Text block:
--- Start ---

Thinking of Amy = Wanting to Cry my eyes out...    2003-08-07 22:45:01 ET
yeah, so yesterday was orientation day.... me and amy went to IHOP and then to orientation... did the schedule thing, and smoked ciggarettes.... then we went to the mall... i bought her starbucks, and just to make her happy and cheer her up, i bought her an All American Rejects poster... she loves the all american rejects.... she was so happy... and i had to go and ruin it.... so i went to her house with some other fools... we were all chillin, and she asks what cd to put on, and i stupidly say.. all american rejects ( i was dieing to her it, i couldnt find mine) not knowing the reprocussions it would have on my mind.... i started thinking, how we would sit on my couch listening to that cd, just sitting *together*, and how it was so great.... and i realized, we cant do that right now, and probobly not for a while.... and it made me really sad...i wanted to and could have cried... and then i had to go.. i couldnt stay there around her, and not be able to sit with her.... it wast cool.. so i totally just left and barely said a word about it.... i know i really hurt her, and i feel so terrible.. now all i want to do is cry, but i cant because my brothers girlfriends sister is sleeping on my couch... and i dont want her to see me cry...

--- End ---

Given information:
--- Start ---

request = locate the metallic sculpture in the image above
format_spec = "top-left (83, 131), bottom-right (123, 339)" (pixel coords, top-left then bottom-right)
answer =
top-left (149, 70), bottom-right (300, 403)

--- End ---

Problem details: In the journal entry about Amy, what poster did the writer buy her at the mall?

Exercise result: An All American Rejects poster.